• _Required work_
Could you scale the listing below by writing out every line of it again, requests included, with each outline coordinate multiplied by 1.2 and rounded to a whole number, halves rounded up? Leave the pictures out.

• _Shape labeling records_

▶

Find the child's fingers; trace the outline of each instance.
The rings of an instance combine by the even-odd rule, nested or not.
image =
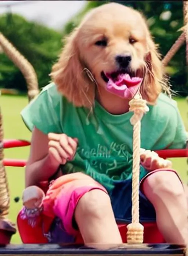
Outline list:
[[[146,158],[144,161],[143,163],[143,164],[144,165],[144,166],[145,166],[146,168],[147,167],[148,168],[150,168],[151,166],[151,157],[147,157]]]
[[[61,164],[62,163],[62,159],[58,151],[55,148],[53,147],[50,147],[48,149],[49,152],[55,160]]]
[[[49,142],[48,146],[49,148],[54,148],[59,153],[59,155],[61,157],[61,159],[65,158],[67,159],[70,156],[68,154],[64,148],[62,147],[59,143],[57,141],[55,141],[54,140],[51,140]]]
[[[78,139],[76,138],[73,138],[71,137],[68,137],[68,141],[72,148],[73,151],[75,152],[78,144]]]
[[[66,135],[62,135],[63,134],[61,137],[59,144],[62,148],[68,154],[69,157],[71,158],[74,154],[74,149],[69,143],[69,137]]]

◀

• _Solved exercise_
Find the child's fingers; trace the outline of each instance.
The rings of an instance combine by the even-odd rule, nested or not.
image =
Outline list:
[[[175,190],[173,193],[172,196],[172,197],[173,198],[173,199],[174,199],[175,202],[176,200],[178,202],[180,202],[181,199],[181,188],[176,188]]]
[[[73,197],[74,196],[74,191],[70,181],[66,178],[64,176],[60,176],[58,179],[59,182],[66,192]]]
[[[59,170],[58,175],[59,178],[65,178],[71,184],[71,186],[73,188],[73,191],[78,190],[80,191],[84,187],[82,185],[77,178],[74,176],[71,172],[68,169],[66,169],[65,168],[61,168]]]
[[[94,167],[91,166],[88,166],[85,164],[82,164],[82,169],[86,178],[88,181],[90,182],[94,173]]]
[[[79,162],[74,162],[76,161],[73,164],[71,173],[74,178],[82,185],[83,188],[85,190],[89,185],[89,179],[83,172],[83,164]]]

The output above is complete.